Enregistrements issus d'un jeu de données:

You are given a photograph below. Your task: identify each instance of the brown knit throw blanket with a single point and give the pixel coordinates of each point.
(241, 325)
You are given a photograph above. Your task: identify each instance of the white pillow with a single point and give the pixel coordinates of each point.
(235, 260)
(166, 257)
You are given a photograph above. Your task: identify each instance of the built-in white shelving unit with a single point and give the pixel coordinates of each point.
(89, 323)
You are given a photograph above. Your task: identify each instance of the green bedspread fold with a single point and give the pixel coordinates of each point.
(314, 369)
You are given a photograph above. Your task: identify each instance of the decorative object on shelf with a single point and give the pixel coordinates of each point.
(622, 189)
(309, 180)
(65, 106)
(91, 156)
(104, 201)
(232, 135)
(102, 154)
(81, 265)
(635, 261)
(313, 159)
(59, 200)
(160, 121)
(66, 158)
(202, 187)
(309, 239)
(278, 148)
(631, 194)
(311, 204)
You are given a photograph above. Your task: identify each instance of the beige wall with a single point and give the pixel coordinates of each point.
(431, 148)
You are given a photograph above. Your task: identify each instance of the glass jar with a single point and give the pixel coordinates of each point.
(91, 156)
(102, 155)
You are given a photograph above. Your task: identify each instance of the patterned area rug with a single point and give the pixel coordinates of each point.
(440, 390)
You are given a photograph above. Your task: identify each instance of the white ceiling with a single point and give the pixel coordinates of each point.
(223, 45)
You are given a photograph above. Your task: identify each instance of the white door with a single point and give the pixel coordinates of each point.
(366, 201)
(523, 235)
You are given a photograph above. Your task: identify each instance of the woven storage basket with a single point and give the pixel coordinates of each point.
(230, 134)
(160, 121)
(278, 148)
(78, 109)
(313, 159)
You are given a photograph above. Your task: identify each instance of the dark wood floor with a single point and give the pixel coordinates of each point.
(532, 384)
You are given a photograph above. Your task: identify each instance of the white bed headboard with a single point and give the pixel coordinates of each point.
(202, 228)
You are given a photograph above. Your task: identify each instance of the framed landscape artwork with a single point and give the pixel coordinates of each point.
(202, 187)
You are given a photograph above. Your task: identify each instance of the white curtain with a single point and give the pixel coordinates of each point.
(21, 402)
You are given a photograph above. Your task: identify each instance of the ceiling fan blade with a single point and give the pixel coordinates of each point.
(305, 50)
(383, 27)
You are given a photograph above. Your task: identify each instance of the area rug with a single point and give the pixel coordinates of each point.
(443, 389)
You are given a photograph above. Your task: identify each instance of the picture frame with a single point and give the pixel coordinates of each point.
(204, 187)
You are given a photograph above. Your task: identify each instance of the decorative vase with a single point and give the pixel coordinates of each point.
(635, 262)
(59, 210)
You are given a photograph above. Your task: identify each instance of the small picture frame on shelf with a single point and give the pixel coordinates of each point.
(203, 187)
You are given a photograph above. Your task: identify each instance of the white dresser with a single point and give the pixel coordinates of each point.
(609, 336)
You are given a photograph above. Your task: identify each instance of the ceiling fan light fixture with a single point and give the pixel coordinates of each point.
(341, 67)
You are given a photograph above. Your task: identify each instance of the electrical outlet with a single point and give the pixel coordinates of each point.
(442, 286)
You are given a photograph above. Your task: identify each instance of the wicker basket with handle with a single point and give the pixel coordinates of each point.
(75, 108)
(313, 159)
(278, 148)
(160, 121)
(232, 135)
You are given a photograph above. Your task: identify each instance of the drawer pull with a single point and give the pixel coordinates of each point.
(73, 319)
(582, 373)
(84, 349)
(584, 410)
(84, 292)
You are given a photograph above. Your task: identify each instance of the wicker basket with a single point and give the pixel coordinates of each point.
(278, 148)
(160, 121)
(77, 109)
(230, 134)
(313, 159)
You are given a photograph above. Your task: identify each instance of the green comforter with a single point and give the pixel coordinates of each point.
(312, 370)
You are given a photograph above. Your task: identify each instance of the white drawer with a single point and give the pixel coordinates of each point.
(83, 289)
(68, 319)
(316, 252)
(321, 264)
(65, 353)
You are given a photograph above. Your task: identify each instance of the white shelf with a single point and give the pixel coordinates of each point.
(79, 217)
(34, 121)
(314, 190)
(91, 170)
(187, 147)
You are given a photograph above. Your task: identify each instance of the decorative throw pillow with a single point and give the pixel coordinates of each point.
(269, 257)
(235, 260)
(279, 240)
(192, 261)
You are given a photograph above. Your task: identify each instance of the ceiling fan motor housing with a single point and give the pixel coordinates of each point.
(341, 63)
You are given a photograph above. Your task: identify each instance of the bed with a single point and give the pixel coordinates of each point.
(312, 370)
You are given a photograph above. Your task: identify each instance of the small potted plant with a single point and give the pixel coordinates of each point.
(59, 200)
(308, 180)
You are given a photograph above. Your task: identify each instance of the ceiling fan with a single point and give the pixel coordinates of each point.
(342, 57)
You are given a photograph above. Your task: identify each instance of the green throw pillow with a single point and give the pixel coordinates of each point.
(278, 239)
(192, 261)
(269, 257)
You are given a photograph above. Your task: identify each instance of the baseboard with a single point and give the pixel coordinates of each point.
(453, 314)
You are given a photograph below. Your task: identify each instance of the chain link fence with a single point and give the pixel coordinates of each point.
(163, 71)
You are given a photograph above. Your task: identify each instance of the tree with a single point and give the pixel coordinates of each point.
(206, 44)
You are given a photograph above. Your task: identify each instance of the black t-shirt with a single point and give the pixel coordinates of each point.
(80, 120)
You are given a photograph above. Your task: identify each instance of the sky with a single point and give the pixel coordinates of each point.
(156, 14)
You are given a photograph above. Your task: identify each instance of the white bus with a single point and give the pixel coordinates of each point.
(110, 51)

### Votre objectif:
Pouvez-vous recopier mot pour mot l'ensemble des items ci-dessus ?

### La réponse:
You are given a photograph below. Your task: identify each instance of the brown knit throw blanket with a single point and give the pixel coordinates of each point.
(241, 325)
You are given a photograph above. Your task: identify each instance of the white pillow with a single point and give the pixel coordinates of each point.
(235, 260)
(166, 257)
You are given a photograph above. Your task: identify each instance of the built-in white shelving unit with a single point and give the pixel coordinates of each point.
(89, 323)
You are given a photograph above. Your task: identify each instance of the green bedspread fold with a single point and give the pixel coordinates of each point.
(314, 369)
You are given a photograph above. Your task: identify each instance of the decorative object on shelf with a single point and give the pixel coordinates of each point.
(622, 189)
(309, 180)
(65, 106)
(91, 156)
(104, 201)
(232, 135)
(102, 154)
(81, 265)
(635, 261)
(313, 159)
(59, 200)
(160, 121)
(66, 158)
(202, 187)
(309, 239)
(278, 148)
(631, 194)
(311, 204)
You are given a photograph above. Your task: identify each instance of the beige wall with a single point and give the pixel coordinates of each point.
(431, 148)
You are given a photograph above. Your task: identify each instance of the glass jar with a single point and give the pixel coordinates of each point.
(91, 156)
(102, 155)
You are given a photograph above. Your task: identify each instance of the patterned area rug with a single point and give the pixel coordinates of each point.
(440, 390)
You are given a photograph above. Your task: identify each instance of the white ceiling with a single point and give the pixel coordinates of each point.
(223, 45)
You are given a photograph above. Your task: identify each instance of the white door with a single point and give the pixel coordinates of each point.
(366, 201)
(523, 235)
You are given a photograph above. Your task: identify each instance of the woven storage basket with a single point and give the pixel coordinates of each point.
(230, 134)
(160, 121)
(278, 148)
(78, 109)
(313, 159)
You are given a photograph above. Your task: identify each instance of the dark wood floor with a single point and give the pixel coordinates of each point.
(532, 384)
You are given a photograph above. Your task: identify each instance of the white bed headboard with a single point and give the pixel coordinates of each point.
(202, 228)
You are given a photograph above. Your task: identify each instance of the framed landscape artwork with a single point and give the pixel coordinates of each point.
(202, 187)
You are given a photograph above. Your task: identify each instance of the white curtain with a single point and give the pixel coordinates of each point.
(21, 402)
You are given a photograph above. Your task: identify each instance of the ceiling fan blade with a single point and give the pixel coordinates of each point.
(305, 50)
(383, 27)
You are given a photograph above. Your task: identify each instance of the area rug with a single point and give the pixel coordinates of each point.
(443, 389)
You are given a photograph above. Your task: identify each instance of the picture frame with a single point and give the pixel coordinates of each point.
(204, 187)
You are given a photograph above. Your task: identify each instance of the decorative vase with a single point and give the pixel coordinates of each point.
(635, 262)
(59, 210)
You are given a photograph above. Your task: identify each instance of the small picture frame on shelf with a single point and give the pixel coordinates of each point.
(203, 187)
You are given a photograph above. Your task: identify each instance of the white dresser with a single point and give the pixel coordinates of each point.
(609, 336)
You are given a photograph above. Your task: identify each instance of the ceiling fan light fixture with a single point and give the pixel coordinates of each point.
(341, 67)
You are given a photograph above. Your task: identify each instance of the electrical outlet with a single point and give the pixel coordinates of each point.
(442, 286)
You are given a photograph above. Your task: identify each instance of the wicker basket with handle with a single point and give the pixel coordinates of each point.
(75, 108)
(313, 159)
(278, 148)
(160, 121)
(232, 135)
You are given a photograph above. Your task: identify each instance of the drawer pull with a single point and give the pixel coordinates of each point.
(73, 319)
(582, 373)
(84, 349)
(584, 410)
(84, 292)
You are given a photograph above. Your task: identify each instance of the wicker basket with a single point and give the pixel coordinates of each point.
(278, 148)
(160, 121)
(77, 109)
(230, 134)
(313, 159)
You are given a photograph above. Your task: identify each instance of the green comforter with a single point and give the pixel coordinates of each point.
(312, 370)
You are given a photograph above. Your task: identify each instance of the white drawer with a single point and give the pixel coordinates of each point.
(83, 289)
(68, 319)
(316, 252)
(321, 264)
(65, 353)
You are given a photograph above. Your task: identify each instance of the white shelf with a single point and give the pixel coordinates of each point.
(79, 217)
(34, 121)
(314, 190)
(91, 170)
(187, 147)
You are given a photograph above. Your task: identify each instance of the decorative throw pillow with a single point and give the pixel coordinates of each point.
(269, 257)
(235, 260)
(279, 240)
(192, 261)
You are given a photograph above. Your task: identify each instance of the ceiling fan motor housing with a single point and give the pixel coordinates of each point.
(341, 63)
You are given a photograph above. Your task: identify each instance of the bed with a single point and give the pixel coordinates of each point.
(312, 370)
You are given a photograph above. Your task: identify each instance of the small potted plant with a single point and give the pixel coordinates of each point.
(59, 200)
(308, 180)
You are given a photograph above. Your task: identify each instance of the ceiling fan with a single point and give the pixel coordinates of each point.
(342, 57)
You are given a photograph above. Your task: identify each instance of the green throw pillow with a single point and give the pixel coordinates of each point.
(278, 239)
(192, 261)
(269, 257)
You are given a photograph above. Your task: identify each instance of the baseboard with a single point and give the pixel coordinates of each point.
(453, 314)
You are given a photograph below. Your task: identify each instance of the chain link fence with a single point and give the pixel coordinates of each point.
(163, 71)
You are given a photograph above. Your task: identify each instance of the tree with a single point and give the pixel coordinates of each point.
(206, 44)
You are given a photograph above. Your task: identify each instance of the black t-shirt with a single point and give the pixel coordinates of each point.
(80, 120)
You are given a photograph above. Your task: identify each instance of the sky with a single point and give the pixel coordinates of each point.
(156, 14)
You are given a photograph above. Your task: identify each instance of the white bus with a single point and give the pixel coordinates of each point.
(110, 51)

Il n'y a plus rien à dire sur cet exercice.